# OBJECTIVE
State how many of the lines below contain the string "shirt". Give the number alone.

begin

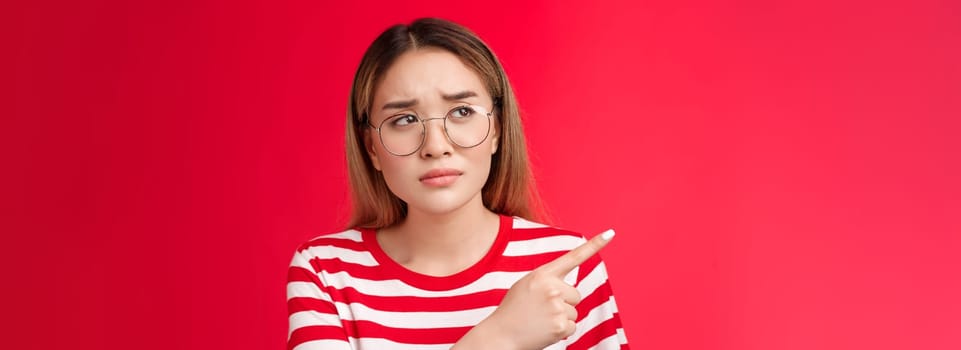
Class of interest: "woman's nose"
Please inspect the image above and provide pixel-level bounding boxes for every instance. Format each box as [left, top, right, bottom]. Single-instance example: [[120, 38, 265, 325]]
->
[[420, 118, 454, 158]]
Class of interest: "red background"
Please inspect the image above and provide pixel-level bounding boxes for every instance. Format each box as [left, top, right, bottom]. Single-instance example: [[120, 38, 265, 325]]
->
[[7, 1, 961, 349]]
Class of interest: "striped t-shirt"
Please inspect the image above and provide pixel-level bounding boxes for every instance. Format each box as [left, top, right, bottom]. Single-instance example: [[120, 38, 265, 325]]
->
[[287, 216, 628, 350]]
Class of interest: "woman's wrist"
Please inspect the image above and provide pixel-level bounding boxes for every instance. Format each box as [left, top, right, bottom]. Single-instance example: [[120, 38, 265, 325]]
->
[[451, 318, 519, 350]]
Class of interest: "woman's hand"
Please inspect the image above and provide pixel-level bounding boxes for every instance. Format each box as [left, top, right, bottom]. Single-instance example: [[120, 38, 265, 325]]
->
[[454, 230, 614, 350]]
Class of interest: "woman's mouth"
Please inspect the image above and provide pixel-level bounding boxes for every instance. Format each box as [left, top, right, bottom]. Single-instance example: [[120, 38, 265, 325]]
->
[[420, 169, 463, 187]]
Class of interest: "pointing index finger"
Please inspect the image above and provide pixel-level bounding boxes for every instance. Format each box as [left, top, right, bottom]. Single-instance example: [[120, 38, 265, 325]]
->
[[540, 229, 614, 277]]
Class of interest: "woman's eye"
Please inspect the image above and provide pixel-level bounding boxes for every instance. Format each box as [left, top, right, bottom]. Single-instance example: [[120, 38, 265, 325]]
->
[[390, 114, 417, 127], [451, 106, 474, 118]]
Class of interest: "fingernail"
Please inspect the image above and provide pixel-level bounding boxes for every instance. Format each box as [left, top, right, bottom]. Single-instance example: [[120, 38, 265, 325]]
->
[[601, 229, 614, 241]]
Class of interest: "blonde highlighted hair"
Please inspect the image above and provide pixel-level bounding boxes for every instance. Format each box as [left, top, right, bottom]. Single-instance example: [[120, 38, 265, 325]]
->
[[346, 18, 546, 228]]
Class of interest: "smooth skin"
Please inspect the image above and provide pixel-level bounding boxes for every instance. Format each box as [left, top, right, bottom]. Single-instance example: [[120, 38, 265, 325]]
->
[[452, 230, 614, 350], [364, 48, 613, 349]]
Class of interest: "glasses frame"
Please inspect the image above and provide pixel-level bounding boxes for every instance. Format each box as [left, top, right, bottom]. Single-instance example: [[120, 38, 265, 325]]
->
[[364, 104, 497, 157]]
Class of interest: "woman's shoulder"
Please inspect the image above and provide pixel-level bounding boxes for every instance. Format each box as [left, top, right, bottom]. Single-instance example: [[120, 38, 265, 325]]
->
[[508, 216, 586, 251], [288, 229, 366, 255]]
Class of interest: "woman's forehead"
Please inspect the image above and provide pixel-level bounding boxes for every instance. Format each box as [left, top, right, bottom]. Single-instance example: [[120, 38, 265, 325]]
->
[[371, 48, 490, 110]]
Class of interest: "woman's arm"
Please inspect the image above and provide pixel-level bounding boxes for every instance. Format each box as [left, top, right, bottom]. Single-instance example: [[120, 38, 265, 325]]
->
[[453, 231, 626, 349], [287, 249, 351, 350]]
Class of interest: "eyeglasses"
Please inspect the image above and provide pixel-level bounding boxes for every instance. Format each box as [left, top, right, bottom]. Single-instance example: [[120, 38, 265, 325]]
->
[[367, 105, 494, 156]]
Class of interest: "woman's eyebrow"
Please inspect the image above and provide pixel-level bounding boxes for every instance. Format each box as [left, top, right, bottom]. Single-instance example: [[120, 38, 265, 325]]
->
[[381, 90, 477, 110], [381, 99, 417, 110]]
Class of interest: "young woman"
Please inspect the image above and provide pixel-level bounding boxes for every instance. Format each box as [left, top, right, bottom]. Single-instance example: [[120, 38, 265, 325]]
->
[[287, 19, 627, 350]]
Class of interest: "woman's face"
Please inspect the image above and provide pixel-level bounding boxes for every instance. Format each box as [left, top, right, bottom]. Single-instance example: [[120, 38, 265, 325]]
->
[[365, 48, 498, 214]]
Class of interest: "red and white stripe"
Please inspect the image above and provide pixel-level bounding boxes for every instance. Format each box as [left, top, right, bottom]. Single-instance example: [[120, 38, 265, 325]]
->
[[287, 217, 628, 350]]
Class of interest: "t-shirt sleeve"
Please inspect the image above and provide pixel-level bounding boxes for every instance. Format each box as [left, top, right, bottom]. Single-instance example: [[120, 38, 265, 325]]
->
[[565, 255, 630, 350], [287, 247, 351, 350]]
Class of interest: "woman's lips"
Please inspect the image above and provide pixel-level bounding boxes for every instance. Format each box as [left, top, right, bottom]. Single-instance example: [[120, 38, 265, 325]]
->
[[420, 175, 460, 186], [420, 169, 463, 186]]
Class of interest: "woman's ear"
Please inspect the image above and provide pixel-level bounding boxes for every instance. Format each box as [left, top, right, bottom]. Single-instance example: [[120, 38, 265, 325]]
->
[[491, 118, 501, 154], [364, 128, 380, 171]]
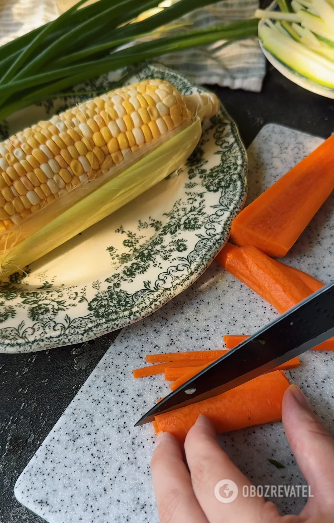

end

# OUTPUT FOR THIS TASK
2